**Instructions to follow**
Whatever appears in the entries must be given again exactly.
────────
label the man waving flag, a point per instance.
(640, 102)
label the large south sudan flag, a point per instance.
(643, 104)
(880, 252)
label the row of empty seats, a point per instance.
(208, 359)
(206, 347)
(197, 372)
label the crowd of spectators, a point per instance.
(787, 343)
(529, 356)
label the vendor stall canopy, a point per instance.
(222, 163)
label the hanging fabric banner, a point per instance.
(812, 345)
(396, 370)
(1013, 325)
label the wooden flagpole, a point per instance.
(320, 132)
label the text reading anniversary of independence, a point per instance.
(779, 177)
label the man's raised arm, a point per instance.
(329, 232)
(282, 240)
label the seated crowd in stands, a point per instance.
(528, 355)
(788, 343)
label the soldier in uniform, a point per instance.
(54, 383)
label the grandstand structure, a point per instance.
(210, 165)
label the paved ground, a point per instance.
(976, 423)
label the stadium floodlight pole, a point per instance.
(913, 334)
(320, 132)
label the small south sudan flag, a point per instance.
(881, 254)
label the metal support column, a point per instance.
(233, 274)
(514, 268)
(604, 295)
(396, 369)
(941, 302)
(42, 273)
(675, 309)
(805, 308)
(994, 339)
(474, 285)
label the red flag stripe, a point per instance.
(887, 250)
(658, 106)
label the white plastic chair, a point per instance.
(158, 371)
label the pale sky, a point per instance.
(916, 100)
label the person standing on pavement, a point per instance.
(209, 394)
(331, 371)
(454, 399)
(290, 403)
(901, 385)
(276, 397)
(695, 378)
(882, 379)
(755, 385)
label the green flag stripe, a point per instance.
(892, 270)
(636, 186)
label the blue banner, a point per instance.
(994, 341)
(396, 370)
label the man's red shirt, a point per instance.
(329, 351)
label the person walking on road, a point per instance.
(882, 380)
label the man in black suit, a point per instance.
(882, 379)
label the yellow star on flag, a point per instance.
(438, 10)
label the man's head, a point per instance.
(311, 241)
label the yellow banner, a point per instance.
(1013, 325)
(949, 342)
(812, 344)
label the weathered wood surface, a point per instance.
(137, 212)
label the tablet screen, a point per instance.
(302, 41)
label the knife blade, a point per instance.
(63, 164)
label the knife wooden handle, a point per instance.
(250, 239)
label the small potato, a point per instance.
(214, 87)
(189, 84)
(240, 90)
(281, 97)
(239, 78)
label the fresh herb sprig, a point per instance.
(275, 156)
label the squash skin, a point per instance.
────────
**Answer section**
label the man waving flag, a point per instance.
(640, 102)
label the large south sudan flag, a point per instance.
(643, 104)
(880, 252)
label the row of empty seats, a point per instance.
(208, 359)
(206, 347)
(197, 372)
label the crowd of spectators, a point per instance.
(787, 343)
(529, 356)
label the vendor stall canopy, a point per instance.
(222, 163)
label the hanging fabric banner, a point per instance.
(812, 345)
(396, 370)
(1013, 325)
label the wooden flagpole, a point per instance.
(320, 132)
label the text reading anniversary of independence, a point per instance.
(779, 177)
label the man's raised arm, a point per instance.
(329, 232)
(282, 240)
label the seated crowd in stands, a point per instance.
(528, 355)
(788, 343)
label the soldier in uniform, a point per instance.
(54, 383)
label the grandstand structure, a point per instance.
(210, 165)
label the paved ground, a point per instance.
(976, 423)
label the stadium floodlight pole, a point per instance.
(913, 334)
(320, 132)
label the small south sudan flag, a point per instance.
(881, 254)
label the metal support column, a point per instance.
(233, 274)
(514, 268)
(604, 295)
(396, 369)
(941, 302)
(42, 273)
(675, 309)
(805, 308)
(994, 339)
(474, 285)
label the red flag stripe, a point per instance.
(887, 250)
(658, 106)
label the white plastic chair, a point per instance.
(158, 371)
label the pale sky, a point per instance.
(916, 100)
label the person standing on pavement, a point per instance.
(209, 394)
(331, 371)
(454, 399)
(290, 403)
(901, 385)
(276, 397)
(695, 378)
(882, 379)
(755, 385)
label the green flag stripe, a point per instance.
(892, 270)
(636, 186)
label the blue banner, a point per instance.
(994, 341)
(396, 370)
label the man's red shirt, a point per instance.
(329, 351)
label the person walking on road, a point per instance.
(882, 380)
label the man in black suit, a point per instance.
(882, 379)
label the yellow star on flag, a point per instance.
(438, 10)
label the man's head, a point per instance.
(311, 241)
label the yellow banner, a point per instance.
(1013, 325)
(949, 342)
(812, 344)
label the weathered wood surface, a point per instance.
(137, 212)
label the tablet screen, a point per instance.
(302, 41)
label the knife blade, a point per instance.
(63, 164)
label the knife wooden handle, a point per instance.
(250, 239)
label the small potato, a point per instance.
(214, 87)
(189, 84)
(240, 90)
(281, 97)
(239, 78)
label the fresh herb sprig, a point per instance.
(275, 156)
label the squash skin, a point per instance.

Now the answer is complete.